▶ **Task**
Leave out the pictures and copy each record below exactly.

▶ **Data supplied**
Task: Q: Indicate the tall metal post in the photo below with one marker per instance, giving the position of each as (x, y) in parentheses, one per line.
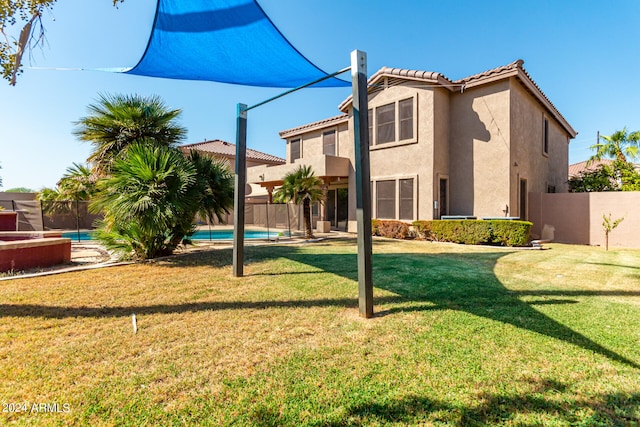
(240, 183)
(363, 186)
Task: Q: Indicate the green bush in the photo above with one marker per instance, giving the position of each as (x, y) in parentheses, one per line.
(475, 232)
(391, 229)
(511, 233)
(422, 229)
(374, 227)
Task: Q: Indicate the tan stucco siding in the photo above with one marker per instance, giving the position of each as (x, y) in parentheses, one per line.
(441, 157)
(479, 163)
(408, 160)
(540, 169)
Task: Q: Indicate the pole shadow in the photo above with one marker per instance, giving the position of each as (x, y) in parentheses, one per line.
(464, 282)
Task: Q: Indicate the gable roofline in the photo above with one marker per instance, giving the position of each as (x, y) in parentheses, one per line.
(514, 69)
(331, 121)
(226, 149)
(430, 77)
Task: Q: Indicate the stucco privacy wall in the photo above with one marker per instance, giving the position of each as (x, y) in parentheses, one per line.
(577, 217)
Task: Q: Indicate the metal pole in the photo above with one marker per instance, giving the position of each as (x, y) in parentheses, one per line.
(266, 205)
(77, 220)
(363, 186)
(240, 183)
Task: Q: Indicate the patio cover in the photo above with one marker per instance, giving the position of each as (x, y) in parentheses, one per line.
(228, 41)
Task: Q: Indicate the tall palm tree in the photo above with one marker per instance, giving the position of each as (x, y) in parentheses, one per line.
(619, 145)
(116, 121)
(152, 196)
(215, 185)
(301, 186)
(146, 200)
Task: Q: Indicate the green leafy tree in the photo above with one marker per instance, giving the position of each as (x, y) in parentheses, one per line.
(23, 30)
(116, 122)
(619, 145)
(78, 183)
(608, 225)
(151, 198)
(601, 178)
(19, 190)
(301, 186)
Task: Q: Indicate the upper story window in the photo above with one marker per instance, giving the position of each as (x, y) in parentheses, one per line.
(405, 116)
(329, 143)
(394, 122)
(386, 123)
(294, 150)
(545, 136)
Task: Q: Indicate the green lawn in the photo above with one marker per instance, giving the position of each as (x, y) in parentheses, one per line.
(462, 336)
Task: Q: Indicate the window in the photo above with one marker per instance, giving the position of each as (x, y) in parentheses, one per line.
(329, 143)
(394, 199)
(523, 199)
(406, 119)
(394, 122)
(295, 149)
(406, 199)
(545, 136)
(386, 123)
(386, 199)
(370, 115)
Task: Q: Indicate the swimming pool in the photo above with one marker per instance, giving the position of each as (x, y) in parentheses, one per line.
(198, 235)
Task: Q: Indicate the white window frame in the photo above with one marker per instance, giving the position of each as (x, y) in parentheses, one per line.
(374, 125)
(374, 196)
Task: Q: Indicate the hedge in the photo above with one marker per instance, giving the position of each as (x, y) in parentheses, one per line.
(474, 232)
(391, 229)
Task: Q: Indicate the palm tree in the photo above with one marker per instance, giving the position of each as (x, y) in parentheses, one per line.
(152, 196)
(145, 201)
(301, 186)
(215, 185)
(117, 121)
(618, 145)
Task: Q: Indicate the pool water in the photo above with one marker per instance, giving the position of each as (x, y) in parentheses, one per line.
(198, 235)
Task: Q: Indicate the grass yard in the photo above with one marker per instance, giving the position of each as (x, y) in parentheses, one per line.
(462, 336)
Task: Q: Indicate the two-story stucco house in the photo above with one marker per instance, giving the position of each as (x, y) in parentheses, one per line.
(473, 147)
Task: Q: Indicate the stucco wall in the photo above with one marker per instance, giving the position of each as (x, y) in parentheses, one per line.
(528, 161)
(577, 217)
(479, 162)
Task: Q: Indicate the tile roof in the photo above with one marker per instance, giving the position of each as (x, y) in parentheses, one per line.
(514, 69)
(226, 149)
(321, 123)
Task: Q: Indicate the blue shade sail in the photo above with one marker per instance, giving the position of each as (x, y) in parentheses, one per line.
(228, 41)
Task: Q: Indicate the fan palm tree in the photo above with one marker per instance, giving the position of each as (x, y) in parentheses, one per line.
(146, 200)
(117, 121)
(619, 145)
(301, 186)
(215, 186)
(152, 196)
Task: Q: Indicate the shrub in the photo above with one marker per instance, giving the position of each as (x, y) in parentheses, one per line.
(391, 229)
(374, 227)
(510, 233)
(474, 232)
(422, 229)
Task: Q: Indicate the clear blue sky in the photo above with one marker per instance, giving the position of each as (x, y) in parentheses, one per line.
(584, 55)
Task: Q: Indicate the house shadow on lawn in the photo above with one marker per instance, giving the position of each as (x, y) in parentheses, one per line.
(496, 409)
(456, 281)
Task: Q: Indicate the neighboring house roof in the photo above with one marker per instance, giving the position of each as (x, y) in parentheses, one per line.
(514, 69)
(590, 166)
(226, 149)
(310, 126)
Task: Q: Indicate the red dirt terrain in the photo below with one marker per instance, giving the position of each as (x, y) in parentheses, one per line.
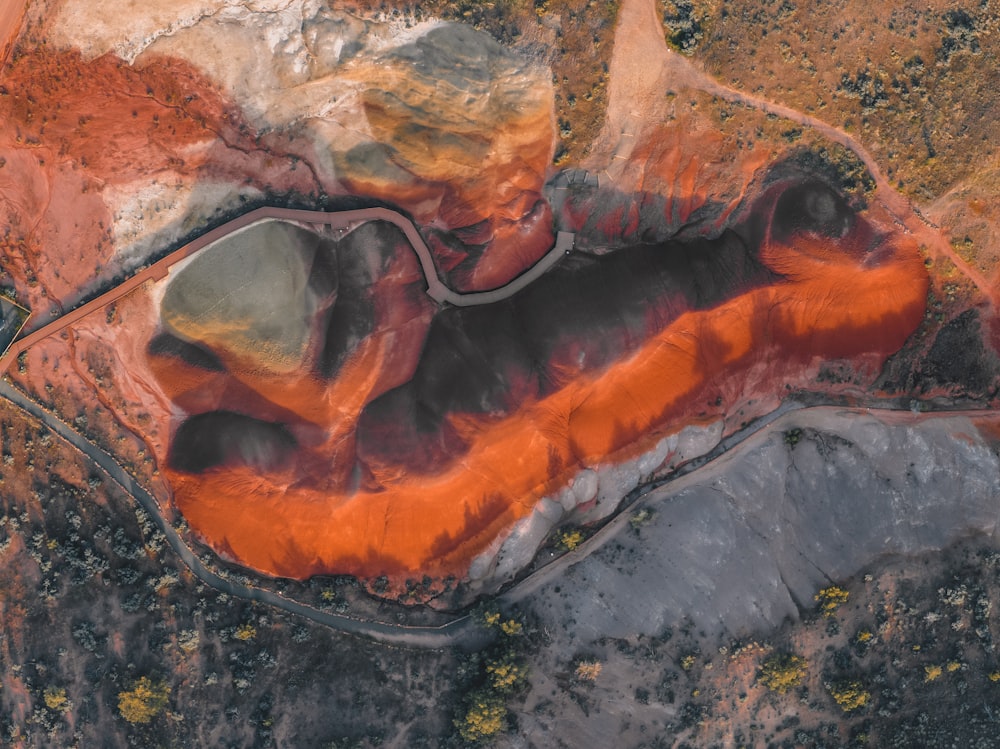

▶ **Written solution**
Task: Q: Indicate the tall metal post in the photo below with one marker per instance, giving the position of each as (x, y) in parentheses, one per line.
(240, 183)
(363, 186)
Task: Q: Indicate the green bush in the photo above with one marker per instance, giving the position of each as (x, y) in parentheses, one per line.
(475, 232)
(391, 229)
(511, 233)
(422, 229)
(374, 227)
Task: Q: Indicate the tan stucco siding in the photo above with one marker per instance, giving the position of each as (x, y) in parentheses, one per line.
(441, 157)
(479, 163)
(408, 160)
(540, 169)
Task: Q: Indicate the pole shadow in the photo above with one marker per instance, giving the position of each as (x, y) in parentheses, one per line.
(464, 282)
Task: Q: Indicate the gable roofline in the photo above with one marker per instance, giving the position of each as (x, y) in parentheses, one per line.
(514, 69)
(331, 121)
(226, 149)
(430, 77)
Task: Q: Indicate the stucco privacy wall in the photo above with one marker per instance, giving the position of each as (x, y) in parentheses, one per line.
(577, 217)
Task: Q: Indicate the metal pole in the photo above with one marker per instance, giving the position of each as (x, y) in parentheses, one per line.
(266, 205)
(77, 220)
(363, 186)
(240, 183)
Task: Q: Indicate the patio cover in the photo above with one marker per instance, giving the position of each as (x, y) in parentheses, one per line.
(228, 41)
Task: Q: Indicate the tall palm tree in the photo above with one marker per instance, giving the position of each as (x, y) in parentheses, one per line.
(619, 145)
(116, 121)
(152, 196)
(215, 185)
(301, 186)
(146, 200)
Task: Q: Indicate the green leafy tree in the photo above with one marker per instance, giving the position of each as (x, y) in parentheses, one per line.
(23, 30)
(116, 122)
(619, 145)
(78, 183)
(608, 225)
(151, 198)
(601, 178)
(19, 190)
(301, 186)
Task: Q: Indicate the upper story window in the photo above with one marker per instance, giving the position of each as (x, y) in parentheses, one per line.
(405, 116)
(329, 143)
(394, 122)
(386, 123)
(294, 150)
(545, 136)
Task: Q: Indicate the green lawn in the photo above with one marker per instance, giving the position of each as (x, y) in parentheses, one per line.
(462, 336)
Task: Q: Indicate the window in the photo above with one marker per instance, giving the position of each as (x, y) in parentheses, one per line.
(329, 143)
(394, 199)
(523, 199)
(406, 119)
(394, 122)
(295, 149)
(406, 199)
(545, 136)
(386, 123)
(386, 199)
(370, 115)
Task: Q: Indicate the swimming pool in the photo above with one marker per instance, giving the position of each as (x, y) in parentheses, one per line.
(198, 235)
Task: Q: Indicate the white window frame in the photo above with one marker per instance, giving the position of each as (x, y) in parentheses, one per line.
(374, 125)
(374, 196)
Task: Q: Indicate the hedge in the photo above with one marker per instance, giving the position of each as (x, y) in parentheses, one per line.
(474, 232)
(391, 229)
Task: Q: Indicate the palm tree in the photo above with one marker per instance, giving the position of each as (x, y) in parentheses, one per line.
(152, 196)
(145, 201)
(301, 186)
(215, 185)
(117, 121)
(618, 145)
Task: Q: Indicate the pool water in the photo above with one marker per instance, giving the position of each as (x, y) in parentheses, one per line.
(198, 235)
Task: Q: Indicate the grass yard in the photo above with one marker per instance, giving the position of each as (x, y) in parentheses, one per line.
(462, 336)
Task: Q: Indicate the two-story stucco house in the photo above with one marker per instance, giving the position of each as (x, y) in parentheses, one per line.
(473, 147)
Task: Q: Indicate the stucco wall in the photo above with one marker per instance, giving the position of each as (x, y) in parentheses, one per line.
(528, 161)
(577, 217)
(479, 162)
Task: Q: Indicate the tile roof in the photo above with one marker per instance, giving the position of each as (x, y) in parentheses, one per line.
(514, 69)
(226, 149)
(321, 123)
Task: Q: Indicate the blue shade sail in the photo above with one marker per instance, giving the position of each as (x, y) in parentheses, one per line.
(228, 41)
Task: Q: Indicate the fan palm tree in the photo above with one marker per instance, giving the position of each as (x, y) in parentheses, one per line.
(146, 200)
(117, 121)
(619, 145)
(301, 186)
(215, 186)
(152, 196)
Task: Q: Indicate the shrub in the photo above with one marker per instance, giving the position of each as (x, y) in parentheses, one per line.
(391, 229)
(374, 227)
(510, 233)
(474, 232)
(422, 229)
Task: Q: Indicate the clear blue sky in the photo above with one marker per instance, giving the position of each as (x, y) in parentheses, one per line.
(584, 55)
Task: Q: Indicate the house shadow on lawn in the photo above with one marker per instance, giving the position of each as (x, y) in parentheses, one per line.
(496, 409)
(456, 281)
Task: Q: Indicate the neighboring house roof in the photo above with one marker per instance, giving the position of each as (x, y) in parentheses, one per line.
(514, 69)
(590, 166)
(226, 149)
(310, 126)
Task: Q: Indicate the red dirt terrain in the photo below with one marker per instance, giving the position of each as (x, y) in parentheses, one per line.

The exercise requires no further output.